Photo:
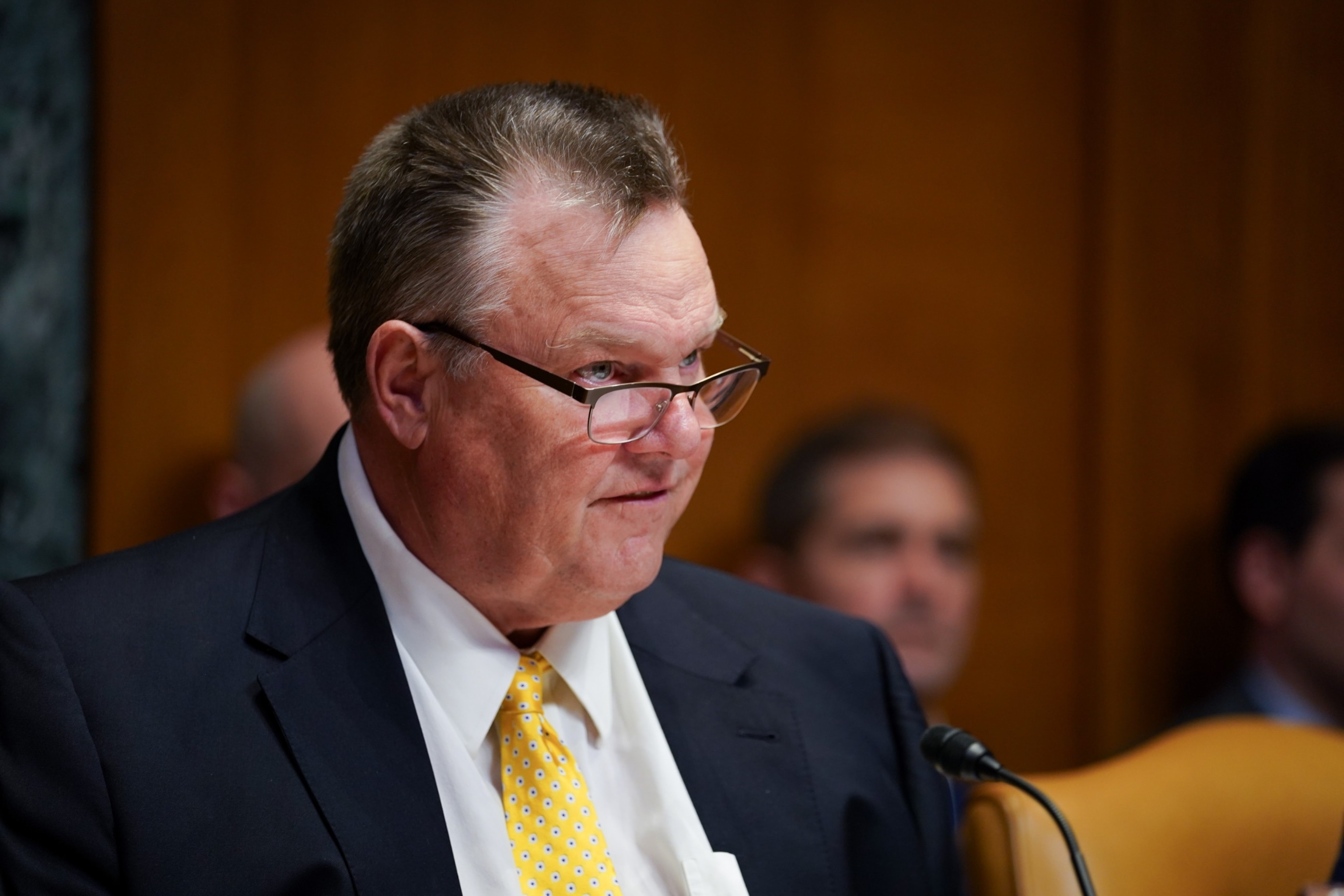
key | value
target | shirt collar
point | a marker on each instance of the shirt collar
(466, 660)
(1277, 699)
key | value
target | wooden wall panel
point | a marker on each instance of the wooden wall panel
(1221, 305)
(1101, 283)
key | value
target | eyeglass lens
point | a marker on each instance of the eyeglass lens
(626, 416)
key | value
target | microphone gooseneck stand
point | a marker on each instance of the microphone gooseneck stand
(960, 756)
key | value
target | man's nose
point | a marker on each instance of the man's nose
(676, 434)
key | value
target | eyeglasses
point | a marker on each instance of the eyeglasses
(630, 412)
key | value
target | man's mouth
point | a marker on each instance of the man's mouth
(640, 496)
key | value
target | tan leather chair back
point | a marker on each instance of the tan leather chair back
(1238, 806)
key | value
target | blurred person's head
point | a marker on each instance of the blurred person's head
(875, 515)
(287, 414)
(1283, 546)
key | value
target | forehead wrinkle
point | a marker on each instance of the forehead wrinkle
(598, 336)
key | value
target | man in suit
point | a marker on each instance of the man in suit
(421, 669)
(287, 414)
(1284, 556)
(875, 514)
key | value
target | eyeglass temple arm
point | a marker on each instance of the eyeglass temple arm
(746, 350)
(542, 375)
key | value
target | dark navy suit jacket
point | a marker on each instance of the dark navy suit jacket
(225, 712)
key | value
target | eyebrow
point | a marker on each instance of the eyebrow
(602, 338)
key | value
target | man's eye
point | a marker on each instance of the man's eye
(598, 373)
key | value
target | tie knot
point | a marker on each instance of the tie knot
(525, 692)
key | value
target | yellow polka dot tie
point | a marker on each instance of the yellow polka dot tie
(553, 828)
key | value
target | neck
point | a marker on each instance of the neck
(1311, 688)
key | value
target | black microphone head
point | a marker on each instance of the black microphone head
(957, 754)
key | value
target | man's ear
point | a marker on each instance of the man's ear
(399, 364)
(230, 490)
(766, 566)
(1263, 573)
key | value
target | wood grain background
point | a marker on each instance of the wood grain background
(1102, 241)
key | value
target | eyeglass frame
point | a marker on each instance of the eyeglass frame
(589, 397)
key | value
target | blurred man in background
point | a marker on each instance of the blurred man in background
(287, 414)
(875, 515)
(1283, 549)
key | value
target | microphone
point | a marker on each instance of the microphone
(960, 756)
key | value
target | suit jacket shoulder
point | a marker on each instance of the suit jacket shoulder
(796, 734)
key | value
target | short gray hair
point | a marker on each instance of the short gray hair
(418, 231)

• • • • •

■ Task prompt
Write out the entries above word for word. Do not include the pictures.

■ The completed task
Photo:
key | value
target | shirt collar
point | a marker on each instance of the shirt collar
(466, 660)
(1277, 699)
key | value
target | wooden wall panel
point | a marker on each instance of the wooden wall panel
(1221, 305)
(1101, 283)
key | value
target | eyeglass lens
point | a marker on each instance of the eyeglass lens
(626, 416)
key | value
target | microphone gooseneck stand
point | a marker on each instance of the microphone gooseneck stand
(960, 756)
key | value
target | man's nose
point | a marker on each instance of the man's nose
(676, 434)
key | value
target | eyeglasses
point | a marker on each instance of the eyeglasses
(630, 412)
key | value
target | man's mouth
point | a marker on each instance of the man's mouth
(640, 496)
key | value
target | tan leather chair back
point | a marker on each instance of the tan leather chair back
(1238, 806)
key | value
target | blurred person's head
point | a marker on each instance of the blurred person's head
(875, 515)
(287, 414)
(1283, 546)
key | value
target | forehead wrinkle
point | a marker on each instance of the forehead wrinkle
(598, 336)
key | value
target | man in suit
point | a marker on each instance of the man in suit
(421, 669)
(287, 414)
(1284, 556)
(875, 514)
key | value
target | eyeglass temple arm
point | a marker on each instance of the eyeglass temple arm
(746, 350)
(542, 375)
key | value
target | dark navy suit jacket
point | a marker on each instance of the dark navy suit jacket
(225, 712)
key | value
target | eyebrow
point | a marker on each instance of the eyebrow
(602, 338)
key | value
target | man's eye
point | a marker on each instance of the man's eye
(598, 373)
key | value
target | tie knot
point | a marker on each instance of the tie knot
(525, 692)
key | value
target | yellow polka dot tie
point | a marker on each instance of the yellow polka dot tie
(553, 828)
key | value
target | neck
point | a marker on each instance of the neck
(1311, 688)
key | value
target | black microphone head
point | a marker on each instance of the black microphone head
(957, 754)
key | value
target | man's ear
point | a marker on each instance of the man's ear
(399, 364)
(230, 490)
(766, 566)
(1263, 573)
key | value
target | wood grain background
point | a marker on each instance of the wood grain background
(1102, 241)
key | value
target | eyeglass frame
point | a marker on each instance of the eyeglass frame
(589, 397)
key | value
target | blurred man in background
point | a marker on each instance of the blurred man in background
(287, 414)
(875, 515)
(1283, 549)
key | value
target | microphone
point | a marker on each instance of the microphone
(960, 756)
key | value
target | suit jacket shoulder
point | a marker on each instance of the suit jacket shoulder
(796, 734)
key | value
target | short gray hair
point | a marker on each instance of the short gray hair
(418, 231)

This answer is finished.